Work to do = How many lines in the records below contain the word "shadow"? Reply with only the number.

====== Material supplied ======

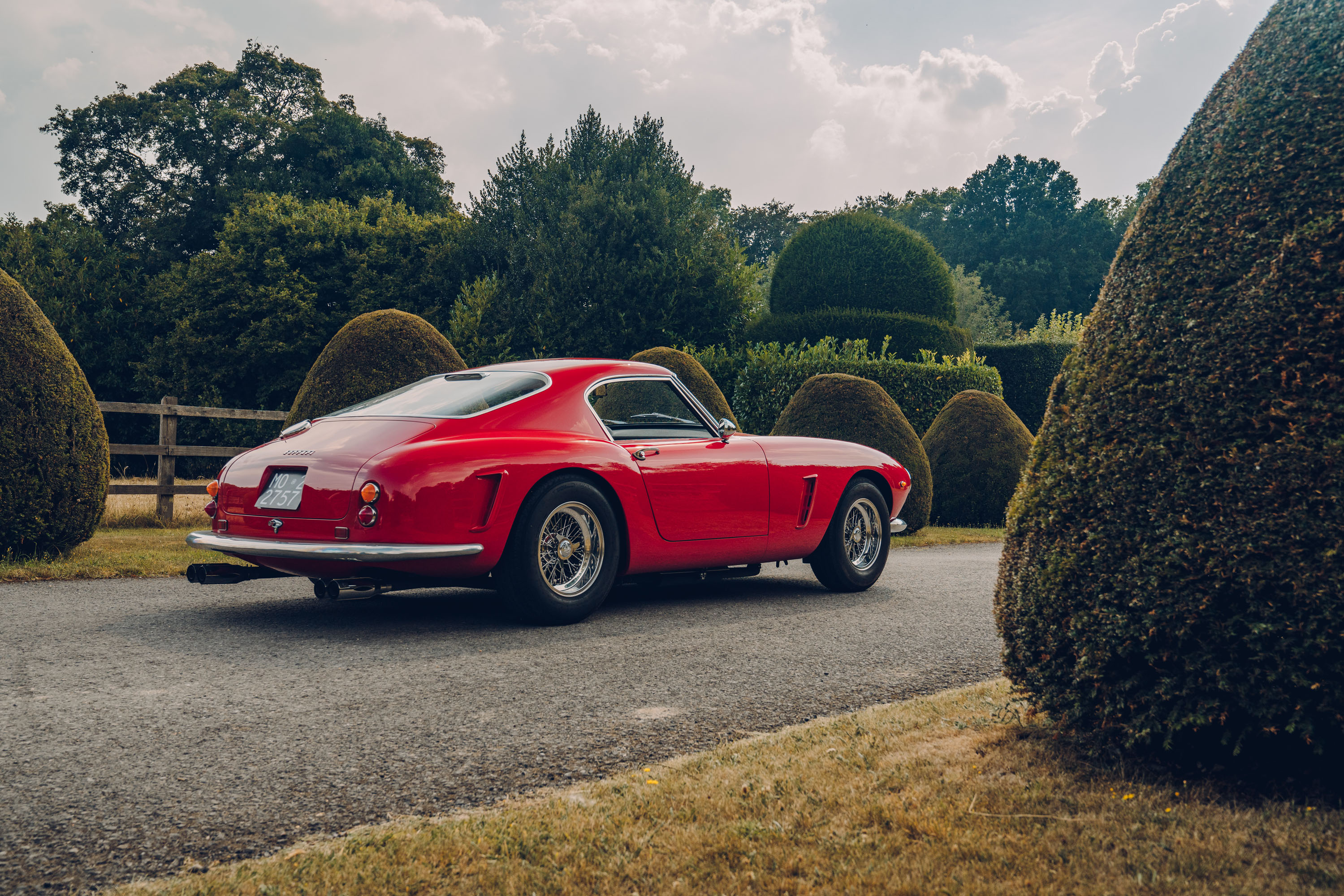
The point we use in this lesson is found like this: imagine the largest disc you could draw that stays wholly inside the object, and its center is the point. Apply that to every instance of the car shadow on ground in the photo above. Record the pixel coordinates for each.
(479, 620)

======
====== Material supplied ======

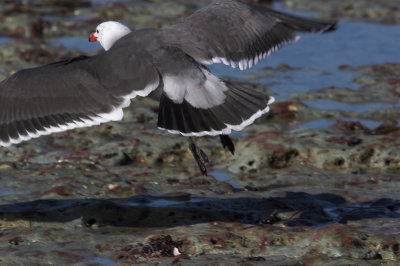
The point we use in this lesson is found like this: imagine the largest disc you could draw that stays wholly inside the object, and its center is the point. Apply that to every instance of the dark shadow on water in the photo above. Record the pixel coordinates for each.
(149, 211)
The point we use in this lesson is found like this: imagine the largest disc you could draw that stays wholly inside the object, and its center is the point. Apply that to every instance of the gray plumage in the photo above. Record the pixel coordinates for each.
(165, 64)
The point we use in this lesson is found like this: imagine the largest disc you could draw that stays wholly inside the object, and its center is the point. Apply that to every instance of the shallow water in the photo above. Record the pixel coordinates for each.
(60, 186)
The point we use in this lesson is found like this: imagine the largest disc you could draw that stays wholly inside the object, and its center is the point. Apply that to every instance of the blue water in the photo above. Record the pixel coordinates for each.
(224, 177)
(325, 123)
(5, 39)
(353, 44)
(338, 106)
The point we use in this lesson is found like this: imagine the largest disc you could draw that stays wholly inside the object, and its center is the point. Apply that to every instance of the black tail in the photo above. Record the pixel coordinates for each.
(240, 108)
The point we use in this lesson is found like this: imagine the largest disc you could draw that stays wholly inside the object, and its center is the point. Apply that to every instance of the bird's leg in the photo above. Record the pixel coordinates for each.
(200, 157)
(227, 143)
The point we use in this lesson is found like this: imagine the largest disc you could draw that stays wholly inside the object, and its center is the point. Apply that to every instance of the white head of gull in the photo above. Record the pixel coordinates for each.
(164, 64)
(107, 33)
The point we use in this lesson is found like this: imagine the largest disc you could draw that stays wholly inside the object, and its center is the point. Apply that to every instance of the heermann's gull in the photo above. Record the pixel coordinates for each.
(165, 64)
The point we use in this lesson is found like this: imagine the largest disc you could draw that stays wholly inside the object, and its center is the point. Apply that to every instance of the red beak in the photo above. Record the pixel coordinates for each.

======

Response to the task = 2